Copy the blog post about the Packers game between "Where they Lions" and "by three points.", inclusive, substituting "flags" for "penalties".

Source extract start

Sunday, October 3, 2010

Packers Cannot Lower Themselves To the Level of their Competition

In lieu of a QuickHits, I figured I'd just get to the heart of the matter following the 28-26 Packer victory over the Detroit Lions today.  Yes, I am happy the Packers got a win, by hook or by crook.  Yes, I am thrilled the Packers are 3-1 and have a chance to tie for the division lead if the Giants come through and paddle the overconfident Bears tonight.

But, I called it just as the game started on Twitter:  this isn't the kind of game that much good can come from.  If you win, even convincingly, you were supposed to win.  If you lose, panic rightfully should ensue.  For all those trying to puff up the Lions as "not your father's Lions" as the Packers lead became more and more tenuous in the second half, the fact of the matter is that the Packers are supposed to be a Super Bowl favorite, playing a terrible team that hasn't won on the road in 22 games, and haven't beaten the Packers in the Aaron Rodgers era, much less in Wisconsin since 1992.

This was, and should have been, a slam-dunk game.  This should have been the Buffalo game redux, with the offensive players taunting the defense.  It was not.  Even including the Packers' final game-sealing 73-yard drive, the Lion...the LIONS...dominated the Packers in nearly every statistical category:  First downs (24-16), Third down efficiency (59% - 43%), total yards (431-261), time of possession (37:37 - 22:23), and even turnovers (3-4).

Where they Lions put their own nails in their coffin was with penalties, piling up 13 for 102 yards and snuffing out several drives, not unlike the Packers last Monday night against the Bears, when they lost by three points.

Source extract end
Data lines start

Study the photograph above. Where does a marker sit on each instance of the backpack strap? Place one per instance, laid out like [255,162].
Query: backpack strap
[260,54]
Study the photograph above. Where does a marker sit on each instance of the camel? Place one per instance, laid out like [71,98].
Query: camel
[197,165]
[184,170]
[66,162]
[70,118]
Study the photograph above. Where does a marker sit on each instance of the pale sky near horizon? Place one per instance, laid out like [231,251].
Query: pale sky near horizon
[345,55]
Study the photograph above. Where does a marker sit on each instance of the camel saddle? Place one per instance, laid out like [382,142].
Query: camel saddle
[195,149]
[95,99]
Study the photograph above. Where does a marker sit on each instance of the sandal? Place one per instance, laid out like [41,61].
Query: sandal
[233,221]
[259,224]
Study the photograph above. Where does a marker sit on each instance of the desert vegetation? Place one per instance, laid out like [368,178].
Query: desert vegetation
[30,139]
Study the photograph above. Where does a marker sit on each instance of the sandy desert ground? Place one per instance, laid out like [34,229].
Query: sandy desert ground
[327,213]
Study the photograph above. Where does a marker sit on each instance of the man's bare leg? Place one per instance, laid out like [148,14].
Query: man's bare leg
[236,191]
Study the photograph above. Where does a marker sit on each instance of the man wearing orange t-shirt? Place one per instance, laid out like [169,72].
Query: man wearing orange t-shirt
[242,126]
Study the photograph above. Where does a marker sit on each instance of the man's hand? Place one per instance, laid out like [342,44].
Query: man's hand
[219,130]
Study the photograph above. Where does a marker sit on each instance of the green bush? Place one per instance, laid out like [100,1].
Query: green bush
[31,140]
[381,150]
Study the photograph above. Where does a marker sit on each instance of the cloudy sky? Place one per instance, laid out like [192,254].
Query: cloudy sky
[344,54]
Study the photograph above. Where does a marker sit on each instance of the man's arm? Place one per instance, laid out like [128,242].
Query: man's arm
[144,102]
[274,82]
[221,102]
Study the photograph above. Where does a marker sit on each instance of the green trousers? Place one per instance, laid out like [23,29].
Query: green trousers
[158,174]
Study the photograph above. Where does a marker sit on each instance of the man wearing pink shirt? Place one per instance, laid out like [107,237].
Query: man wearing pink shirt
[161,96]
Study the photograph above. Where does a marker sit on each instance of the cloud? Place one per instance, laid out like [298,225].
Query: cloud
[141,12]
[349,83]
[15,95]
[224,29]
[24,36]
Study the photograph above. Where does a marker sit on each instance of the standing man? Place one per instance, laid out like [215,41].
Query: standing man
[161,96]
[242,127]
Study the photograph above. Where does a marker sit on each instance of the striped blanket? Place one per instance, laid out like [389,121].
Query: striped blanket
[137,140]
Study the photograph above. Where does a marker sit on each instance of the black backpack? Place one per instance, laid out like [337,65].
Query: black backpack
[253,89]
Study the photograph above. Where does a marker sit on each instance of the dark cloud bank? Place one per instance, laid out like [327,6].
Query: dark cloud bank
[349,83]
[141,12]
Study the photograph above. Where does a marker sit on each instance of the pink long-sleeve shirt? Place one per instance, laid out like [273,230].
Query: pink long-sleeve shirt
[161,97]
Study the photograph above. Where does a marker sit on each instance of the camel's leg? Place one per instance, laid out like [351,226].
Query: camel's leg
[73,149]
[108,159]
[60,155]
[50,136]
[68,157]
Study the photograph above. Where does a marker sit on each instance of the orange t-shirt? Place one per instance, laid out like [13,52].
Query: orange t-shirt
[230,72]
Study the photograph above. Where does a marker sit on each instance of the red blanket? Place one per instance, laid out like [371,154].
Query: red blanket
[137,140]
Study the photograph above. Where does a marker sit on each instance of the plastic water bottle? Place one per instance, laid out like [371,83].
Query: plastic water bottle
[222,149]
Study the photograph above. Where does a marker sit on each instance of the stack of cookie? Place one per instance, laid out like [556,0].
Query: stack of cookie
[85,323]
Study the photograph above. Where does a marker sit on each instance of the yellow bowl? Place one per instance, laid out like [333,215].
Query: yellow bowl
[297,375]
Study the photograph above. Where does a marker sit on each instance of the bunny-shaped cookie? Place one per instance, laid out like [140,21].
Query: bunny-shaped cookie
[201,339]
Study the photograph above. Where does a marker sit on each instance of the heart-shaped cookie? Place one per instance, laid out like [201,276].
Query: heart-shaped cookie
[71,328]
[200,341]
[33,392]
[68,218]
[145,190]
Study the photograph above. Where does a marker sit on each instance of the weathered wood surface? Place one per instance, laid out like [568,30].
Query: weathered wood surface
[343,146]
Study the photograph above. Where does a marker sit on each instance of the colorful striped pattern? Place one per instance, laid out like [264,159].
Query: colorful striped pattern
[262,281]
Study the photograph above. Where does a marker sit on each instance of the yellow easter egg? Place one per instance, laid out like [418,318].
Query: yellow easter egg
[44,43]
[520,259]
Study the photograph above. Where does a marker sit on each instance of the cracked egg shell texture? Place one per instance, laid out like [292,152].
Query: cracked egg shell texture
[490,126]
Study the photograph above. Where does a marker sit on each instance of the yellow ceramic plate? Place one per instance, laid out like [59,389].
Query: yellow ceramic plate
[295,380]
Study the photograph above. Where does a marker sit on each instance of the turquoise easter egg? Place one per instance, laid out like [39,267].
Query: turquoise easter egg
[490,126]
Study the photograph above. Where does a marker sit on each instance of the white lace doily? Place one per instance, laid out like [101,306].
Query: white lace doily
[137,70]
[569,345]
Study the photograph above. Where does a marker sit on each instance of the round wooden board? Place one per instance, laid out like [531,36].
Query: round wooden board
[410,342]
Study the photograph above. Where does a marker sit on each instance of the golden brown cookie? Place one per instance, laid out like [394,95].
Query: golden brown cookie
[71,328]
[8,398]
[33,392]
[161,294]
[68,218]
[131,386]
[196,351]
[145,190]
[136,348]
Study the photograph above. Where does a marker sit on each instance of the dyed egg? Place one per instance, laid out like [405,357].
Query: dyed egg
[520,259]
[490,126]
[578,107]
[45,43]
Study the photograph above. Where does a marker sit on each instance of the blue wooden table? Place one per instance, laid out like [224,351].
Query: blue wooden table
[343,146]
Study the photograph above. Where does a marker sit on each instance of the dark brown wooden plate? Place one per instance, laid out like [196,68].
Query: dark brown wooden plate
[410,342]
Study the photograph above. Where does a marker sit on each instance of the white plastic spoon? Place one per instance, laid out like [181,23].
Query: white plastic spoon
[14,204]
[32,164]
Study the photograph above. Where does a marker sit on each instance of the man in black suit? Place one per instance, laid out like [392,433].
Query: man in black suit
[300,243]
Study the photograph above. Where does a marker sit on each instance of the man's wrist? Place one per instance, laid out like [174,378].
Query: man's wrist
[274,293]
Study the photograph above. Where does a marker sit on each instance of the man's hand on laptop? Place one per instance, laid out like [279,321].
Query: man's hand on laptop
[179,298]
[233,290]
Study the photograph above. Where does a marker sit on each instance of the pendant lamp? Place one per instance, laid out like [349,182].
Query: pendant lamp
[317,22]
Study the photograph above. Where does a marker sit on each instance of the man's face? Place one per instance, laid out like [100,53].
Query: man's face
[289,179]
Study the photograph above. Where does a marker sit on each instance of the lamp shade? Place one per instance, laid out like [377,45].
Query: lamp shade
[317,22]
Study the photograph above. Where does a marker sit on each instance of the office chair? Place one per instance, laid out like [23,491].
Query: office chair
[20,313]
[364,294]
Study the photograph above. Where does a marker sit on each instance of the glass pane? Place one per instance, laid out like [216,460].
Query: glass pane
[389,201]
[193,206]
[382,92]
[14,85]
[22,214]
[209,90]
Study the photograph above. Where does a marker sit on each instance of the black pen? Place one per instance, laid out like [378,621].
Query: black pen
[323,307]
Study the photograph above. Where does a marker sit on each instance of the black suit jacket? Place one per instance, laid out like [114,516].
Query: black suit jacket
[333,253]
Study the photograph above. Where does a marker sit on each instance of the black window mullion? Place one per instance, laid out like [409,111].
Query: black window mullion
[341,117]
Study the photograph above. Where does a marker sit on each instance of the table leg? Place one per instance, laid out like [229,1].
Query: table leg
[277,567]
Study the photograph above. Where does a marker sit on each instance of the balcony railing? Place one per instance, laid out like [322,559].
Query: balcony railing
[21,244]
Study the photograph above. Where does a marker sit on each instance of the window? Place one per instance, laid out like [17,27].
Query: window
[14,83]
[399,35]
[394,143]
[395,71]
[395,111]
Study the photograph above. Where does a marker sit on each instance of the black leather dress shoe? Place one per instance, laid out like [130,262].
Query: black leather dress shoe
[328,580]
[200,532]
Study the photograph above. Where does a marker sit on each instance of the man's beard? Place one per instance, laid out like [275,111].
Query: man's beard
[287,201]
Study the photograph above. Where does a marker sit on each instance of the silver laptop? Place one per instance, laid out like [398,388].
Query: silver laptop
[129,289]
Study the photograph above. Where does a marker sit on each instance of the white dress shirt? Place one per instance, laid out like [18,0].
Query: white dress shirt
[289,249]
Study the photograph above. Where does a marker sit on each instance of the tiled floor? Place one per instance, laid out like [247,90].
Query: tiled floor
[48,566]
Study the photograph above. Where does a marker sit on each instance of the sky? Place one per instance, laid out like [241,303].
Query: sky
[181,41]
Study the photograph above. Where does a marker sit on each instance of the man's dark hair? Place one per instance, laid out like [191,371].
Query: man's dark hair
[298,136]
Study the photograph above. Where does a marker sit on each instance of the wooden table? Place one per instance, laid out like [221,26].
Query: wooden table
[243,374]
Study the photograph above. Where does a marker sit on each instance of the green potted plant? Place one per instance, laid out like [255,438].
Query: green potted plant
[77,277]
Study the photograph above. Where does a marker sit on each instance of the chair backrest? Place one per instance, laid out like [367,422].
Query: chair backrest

Data lines end

*Response to the exercise*.
Where they Lions put their own nails in their coffin was with flags, piling up 13 for 102 yards and snuffing out several drives, not unlike the Packers last Monday night against the Bears, when they lost by three points.